Après le Covid-19 c'est au tour d'un des plus dangereux ransomware du moment de muter. La variante de Ryuk, découverte par l'ANSSI qui a mis à jour son précédent rapport, se révèle être potentiellement encore plus redoutable car dotée de capacités d'auto-propagation. « En plus des fonctions usuelles, ce programme comprend une nouvelle fonction de réplication sur le réseau local. Le maliciel peut se propager automatiquement de machine à machine au sein du domaine Windows par la création de tâches planifiées à distance », explique l'agence nationale de la sécurité des systèmes d'information.
Faisant partie de la famille des rançongiciels as a service, Ryuk a été identifié à l'été 2018 et n'a pas cessé depuis de monter en puissance avec au moins 150 millions de fonds extorqués depuis sa création. Cette mutation s'attaque à tous les postes pour lesquels des accès RPC ont été configurés, ce qui est, en ces temps d'intensification de télétravail, on ne peut plus répandu. D'après l'Anssi, cette variante est aussi en capacité de réinfecter un terminal déjà compromis par Ryuk. Basé sur du code open source recompilé et contenant une porte dérobée, le mutant est chiffré avec l'algorithme RC4 (utilisant la clé pDkzˆq#+(2w&95) et permet de crypter une arborescence de fichiers.
Une auto propagation difficile à contenir
« Le programme se recopie en prenant pour suffixe rep.exe ou lan.exe. Il génère toutes les adresses IP possibles des réseaux locaux et envoie un ping ICMP sur chacune. Il énumère les adresses IP du cache ARP local et leur envoie un paquet (probablement l’appel Wake-on-LAN déjà documenté pour ce code). Le programme énumère ensuite les partages ouverts sur les IP trouvées, monte chacun et peut en chiffrer le contenu. Il peut également créer sur l’hôte ciblé un fichier ryukreadme. html et une copie de lui même. Enfin, il peut créer à distance une tâche planifiée pour s’exécuter sur cet hôte », indique l'Anssi. En tout, 41 processus et 64 services peuvent être stoppées par cette variante de Ryuk dont, sans surprise, nombre d'entre eux servent à de la sauvegarde et à de la sécurité (Veeam, Acronis, Sophos...) ou sont relatifs à des applications (Oracle, Outlook, Thunderbird, sql...).

===

### TRAVAIL À FAIRE
A: Relevez tous les noms de logiciels cités entre parenthèses dans le dernier paragraphe de l'article sur Ryuk.
B: Donnez, s'il vous plaît, la suite de l'article sur Ryuk à partir de sa dernière phrase.
Les items placés après l'article sur Ryuk n'ont aucun rôle ici.

===

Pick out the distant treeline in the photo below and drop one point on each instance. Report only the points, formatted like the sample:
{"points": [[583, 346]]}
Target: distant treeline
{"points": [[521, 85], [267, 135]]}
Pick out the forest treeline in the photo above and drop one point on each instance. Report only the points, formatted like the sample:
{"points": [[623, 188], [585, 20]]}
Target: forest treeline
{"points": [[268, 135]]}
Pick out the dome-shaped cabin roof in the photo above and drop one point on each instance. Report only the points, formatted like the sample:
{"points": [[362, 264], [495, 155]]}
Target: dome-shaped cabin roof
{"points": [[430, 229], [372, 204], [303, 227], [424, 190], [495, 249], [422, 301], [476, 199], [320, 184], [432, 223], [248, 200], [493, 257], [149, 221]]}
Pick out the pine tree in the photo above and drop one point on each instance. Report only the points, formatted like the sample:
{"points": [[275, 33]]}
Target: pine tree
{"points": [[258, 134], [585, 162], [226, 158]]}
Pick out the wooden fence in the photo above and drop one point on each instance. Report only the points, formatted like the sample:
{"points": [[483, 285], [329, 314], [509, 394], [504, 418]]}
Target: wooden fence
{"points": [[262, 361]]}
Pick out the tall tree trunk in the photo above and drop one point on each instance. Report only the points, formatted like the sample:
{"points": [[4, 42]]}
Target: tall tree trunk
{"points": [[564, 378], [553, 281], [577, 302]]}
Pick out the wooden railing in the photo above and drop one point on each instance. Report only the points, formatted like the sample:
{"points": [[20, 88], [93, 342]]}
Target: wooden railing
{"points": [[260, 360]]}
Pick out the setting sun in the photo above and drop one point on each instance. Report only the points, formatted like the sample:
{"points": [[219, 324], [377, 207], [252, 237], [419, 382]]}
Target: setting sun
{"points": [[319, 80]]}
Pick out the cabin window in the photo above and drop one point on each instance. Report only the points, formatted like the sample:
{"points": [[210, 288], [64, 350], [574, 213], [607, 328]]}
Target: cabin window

===

### RÉPONSES AUX CONSIGNES
A: Veeam, Acronis, Sophos, Oracle, Outlook, Thunderbird, sql

B:
Empêcher cette dernière génération de ransomware de se répandre à d'autres réseaux ne s'avère pas simple : « L’absence de test de réinfection ne permet pas de simplement créer un objet système protégeant d’une infection. La propagation se fait en utilisant un compte privilégié du domaine. Si le mot de passe de cet utilisateur est changé, la propagation va continuer tant que les tickets Kerberos ne sont pas expirés. Si l’utilisateur est désactivé, le problème sera le même », prévient l'ANSSI.
Des mesures de contournement en attendant mieux
La situation est-elle désespérée ? Une poignée de mesures de contournement peuvent être envisagées à ce jour pour endiguer la propagation, sans toutefois empêcher le processus de chiffrement des postes infectés. « Une mesure de mitigation envisagée pourrait être de changer le mot de passe ou de désactiver l’utilisateur (suivant le compte utilisé), puis d’effectuer une double rotation du mot de passe de KRBTGT du domaine. Cette solution provoquerait de fortes perturbations sur le domaine, nécessiterait de nombreux redémarrages, mais arrêterait immédiatement la propagation », fait savoir l'Anssi. Des rustines salutaires en attendant mieux...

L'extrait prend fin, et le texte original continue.